- _Dataset excerpts_:
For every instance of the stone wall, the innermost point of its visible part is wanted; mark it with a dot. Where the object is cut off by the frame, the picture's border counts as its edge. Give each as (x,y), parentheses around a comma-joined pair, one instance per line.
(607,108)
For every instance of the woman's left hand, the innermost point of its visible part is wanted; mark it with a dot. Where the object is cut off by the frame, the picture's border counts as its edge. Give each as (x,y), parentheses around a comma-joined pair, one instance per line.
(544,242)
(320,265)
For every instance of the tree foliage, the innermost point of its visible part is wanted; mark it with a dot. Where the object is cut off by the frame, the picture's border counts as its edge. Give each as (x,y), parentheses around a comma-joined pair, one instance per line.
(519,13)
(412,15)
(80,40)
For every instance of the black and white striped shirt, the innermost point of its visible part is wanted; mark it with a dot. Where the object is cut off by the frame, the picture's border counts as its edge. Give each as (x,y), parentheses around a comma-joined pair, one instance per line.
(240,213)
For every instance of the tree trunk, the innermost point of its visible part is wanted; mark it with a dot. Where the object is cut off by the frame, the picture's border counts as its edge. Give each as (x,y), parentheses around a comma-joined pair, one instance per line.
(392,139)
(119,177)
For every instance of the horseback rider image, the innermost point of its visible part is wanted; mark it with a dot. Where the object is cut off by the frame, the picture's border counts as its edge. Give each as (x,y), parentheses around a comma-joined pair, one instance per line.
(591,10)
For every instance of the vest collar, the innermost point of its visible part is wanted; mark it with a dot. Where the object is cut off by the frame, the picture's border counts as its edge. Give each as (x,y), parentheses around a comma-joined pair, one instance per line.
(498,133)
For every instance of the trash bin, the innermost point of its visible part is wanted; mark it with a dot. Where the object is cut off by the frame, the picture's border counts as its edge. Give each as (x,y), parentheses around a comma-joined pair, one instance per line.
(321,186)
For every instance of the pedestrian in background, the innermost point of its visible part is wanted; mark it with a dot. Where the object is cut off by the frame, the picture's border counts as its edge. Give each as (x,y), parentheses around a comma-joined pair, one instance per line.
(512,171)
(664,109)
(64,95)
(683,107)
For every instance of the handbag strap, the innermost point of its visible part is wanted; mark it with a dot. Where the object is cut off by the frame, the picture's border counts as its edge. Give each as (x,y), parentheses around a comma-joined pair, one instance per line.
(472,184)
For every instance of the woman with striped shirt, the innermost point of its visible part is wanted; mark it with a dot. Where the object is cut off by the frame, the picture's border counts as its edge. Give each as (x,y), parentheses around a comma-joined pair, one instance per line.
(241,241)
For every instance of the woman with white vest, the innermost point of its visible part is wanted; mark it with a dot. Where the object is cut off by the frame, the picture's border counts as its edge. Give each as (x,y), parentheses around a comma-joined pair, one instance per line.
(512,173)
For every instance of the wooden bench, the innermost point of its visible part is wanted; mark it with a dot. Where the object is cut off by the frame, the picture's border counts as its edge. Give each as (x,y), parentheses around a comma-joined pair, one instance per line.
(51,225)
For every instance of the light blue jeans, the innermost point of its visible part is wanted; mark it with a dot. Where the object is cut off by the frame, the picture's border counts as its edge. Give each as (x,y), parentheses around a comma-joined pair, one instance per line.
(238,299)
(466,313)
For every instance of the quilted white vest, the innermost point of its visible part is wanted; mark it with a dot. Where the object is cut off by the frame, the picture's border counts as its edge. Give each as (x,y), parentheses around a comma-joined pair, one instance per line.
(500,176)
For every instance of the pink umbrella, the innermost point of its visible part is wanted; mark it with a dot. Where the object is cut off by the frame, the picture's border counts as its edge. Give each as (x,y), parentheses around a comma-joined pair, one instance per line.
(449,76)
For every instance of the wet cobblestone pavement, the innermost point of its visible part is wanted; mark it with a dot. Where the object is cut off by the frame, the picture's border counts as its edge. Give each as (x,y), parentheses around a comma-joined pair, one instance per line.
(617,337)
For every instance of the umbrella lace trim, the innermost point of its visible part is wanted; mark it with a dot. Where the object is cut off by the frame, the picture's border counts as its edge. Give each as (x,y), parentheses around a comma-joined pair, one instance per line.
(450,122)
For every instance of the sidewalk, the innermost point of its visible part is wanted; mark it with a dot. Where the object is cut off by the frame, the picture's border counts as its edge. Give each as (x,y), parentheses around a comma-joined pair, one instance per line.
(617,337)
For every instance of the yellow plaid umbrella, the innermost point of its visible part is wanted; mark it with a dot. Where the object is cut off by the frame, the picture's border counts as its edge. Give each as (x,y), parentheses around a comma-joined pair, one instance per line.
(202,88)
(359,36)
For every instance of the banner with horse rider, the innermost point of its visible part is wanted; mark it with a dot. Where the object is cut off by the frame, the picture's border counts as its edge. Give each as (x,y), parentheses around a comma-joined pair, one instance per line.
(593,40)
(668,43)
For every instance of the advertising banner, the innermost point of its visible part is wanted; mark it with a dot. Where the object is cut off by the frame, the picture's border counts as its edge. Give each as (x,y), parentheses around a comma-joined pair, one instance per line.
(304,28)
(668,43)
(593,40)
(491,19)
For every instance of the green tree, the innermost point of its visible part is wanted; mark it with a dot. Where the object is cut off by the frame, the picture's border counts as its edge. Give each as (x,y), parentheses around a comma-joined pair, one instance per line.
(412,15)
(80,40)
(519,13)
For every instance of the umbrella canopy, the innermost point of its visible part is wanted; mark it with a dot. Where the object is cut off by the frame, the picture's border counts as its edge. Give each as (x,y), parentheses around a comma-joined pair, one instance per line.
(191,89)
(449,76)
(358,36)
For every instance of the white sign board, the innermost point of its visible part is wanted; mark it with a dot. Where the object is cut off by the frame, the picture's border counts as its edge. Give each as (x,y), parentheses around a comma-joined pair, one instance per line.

- _Required work_: Write out every line of the material again, exactly as it reads.

- _Task output_:
For every instance of the stone wall, the innermost point of its visible part is wanted; mark it with a dot. Where the object is cut off by the frame, the picture's border counts as its edge. Give each as (x,y), parentheses around a comma-joined pair, one instance per line.
(607,108)
For every instance of the woman's left hand, the innermost point of its visible part is wanted; mark it with a dot. Where the object is cut off by the frame, the picture's border counts as its edge. Give each as (x,y), parentheses around a comma-joined pair, one instance per line.
(544,242)
(320,265)
For every instance of the tree foliage, the innermost point of its visible part is wanted; mark it with a dot. Where the object is cut off by the frame, the picture's border counts as its edge. Give each as (x,y), parentheses around a comma-joined pair, one instance per line.
(519,13)
(412,15)
(80,40)
For every instance of the black and white striped shirt, the innermost point of its visible part is wanted; mark it with a dot. Where the object is cut off by the frame, the picture's border counts as its edge. Give each as (x,y), parentheses around a comma-joined pair, one instance per line.
(240,213)
For every instance of the tree trunk, the innermost point of its visible part is wanted; mark it with a dot. Where the object is cut off by the frame, the picture's border counts as its edge. Give each as (x,y), parentheses around a comma-joined pair, one instance per line.
(392,139)
(119,177)
For every instance of the horseback rider image, the innermost point of its visible part is wanted; mark it with a dot. Where the object is cut off by the frame, the picture's border counts as its edge. Give each as (x,y), parentheses around a comma-joined pair, one instance per line.
(591,10)
For every instance of the vest collar, the innermost point of its visible part is wanted; mark it with a dot. Where the object is cut off by the frame, the picture's border counts as its edge. Give each as (x,y), parentheses around a comma-joined pair, one instance per line.
(498,133)
For every instance of the trash bin, the innermost point of its visible part is wanted; mark it with a dot. Where the object is cut off by the frame, the picture's border counts as its edge. Give each as (x,y), parentheses around a comma-joined pair, one instance per line.
(321,186)
For every instance of the pedestrian in background, the innermost point of its visible part is wanted; mark it with a dot. Where the object is cut off by the frame, the picture's border counts as its edge. Give each as (x,y), parentheses around a comma-joined pair, one instance per line.
(512,171)
(664,109)
(64,95)
(683,107)
For every instance of the handbag strap, the innermost point of its visible part is wanted; mark it with a dot. Where the object is cut off by the frame, the picture's border counts as its edge. Give each as (x,y), parentheses around a comma-joined pair, one instance per line.
(472,184)
For every instance of the woman with striped shirt, the innermost point of its visible part is wanted; mark it with a dot. Where the object is cut off by the frame, the picture's border counts as its edge. Give each as (x,y), parentheses around a comma-joined pair, one instance per line.
(241,241)
For every instance of the woman with white vest, the innermost point of its visible part is wanted; mark it with a dot. Where the object is cut off by the frame, the picture's border counts as its edge. Give each as (x,y), parentheses around a comma-joined pair, one instance per line.
(512,173)
For every instance of the wooden bench, the innermost point of its visible part is wanted; mark it with a dot. Where the object is cut off by the frame, the picture's border counts as its edge. Give each as (x,y), parentheses around a comma-joined pair, one instance per line.
(51,225)
For every instance of the light blue jeans, the innermost point of its visible part is wanted; mark it with a dot. Where the object is cut off by the frame, the picture's border counts as its edge. Give each as (x,y), parentheses around a comma-joined pair, one instance per line.
(238,299)
(466,313)
For every instance of the quilted white vest, the innermost point of its visible part is wanted; mark it with a dot. Where the object is cut off by the frame, the picture's border counts as its edge. Give each as (x,y), parentheses around a comma-joined pair, one instance per line.
(500,176)
For every instance of the pink umbrella, the innermost point of its visible part is wanted; mark it with a dot. Where the object is cut off by the frame, the picture's border counts as its edge. Give each as (x,y), parentheses around a comma-joined pair, one instance per line.
(449,76)
For every instance of the wet cobblestone pavement, the innermost point of its visible part is wanted; mark it with a dot. Where the object is cut off by the frame, the picture's border counts as its edge. Give each as (x,y), parentheses around a comma-joined pair, one instance per line.
(617,337)
For every instance of the umbrella lace trim, the innermost point of its visible part is wanted; mark it with a dot. Where the object is cut off by the frame, the picture's border counts as its edge. Give each as (x,y), parentheses around a comma-joined pair, one instance per line.
(450,122)
For every instance of the sidewalk, the innermost point of its visible part is wanted; mark it with a dot. Where the object is cut off by the frame, the picture's border counts as its edge. Give each as (x,y), parentheses around a comma-joined pair, one instance per line.
(617,337)
For every instance of the yellow plaid umbrella, the innermost point of its visible part is wanted; mark it with a dot. Where the object is cut off by the frame, the picture's border counts as its edge. Give each as (x,y), parentheses around a comma-joined pair, one instance per line.
(202,88)
(359,36)
For every instance of the banner with horse rider, the innermost point of its visible part is wanted; mark it with a dot. Where the object is cut off by the frame, the picture's border counts as its edge. Give each as (x,y), parentheses around a comma-joined pair, one instance per line.
(593,40)
(668,43)
For every instance of the advertising banner, the innermost point of its visible part is wanted; mark it with a dot. Where the object is cut off by the frame, the picture's border counts as its edge. Give each as (x,y), parentheses around a comma-joined pair, one instance per line.
(304,28)
(668,43)
(593,40)
(491,19)
For every instance of the green tree, the innermost point of its visible part is wanted; mark it with a dot. Where the object is cut off by the frame, the picture's border counts as its edge. Give each as (x,y), parentheses around a comma-joined pair, one instance per line.
(412,15)
(80,40)
(519,13)
For every instance of the umbrella canopy, the innermost point of its visible part is wanted; mark it with a dot. Where the object is cut off by the frame, the picture's border counts as its edge. Give each as (x,y), parentheses around a comma-joined pair, one instance per line.
(191,89)
(449,76)
(358,36)
For every instance of the white sign board, the innermost point of its visible part is wanted; mark it with a dot. Where the object is cut off by the frame, the picture's border counts as its edge. Give each as (x,y), parentheses around a comma-joined pair, one instance per line.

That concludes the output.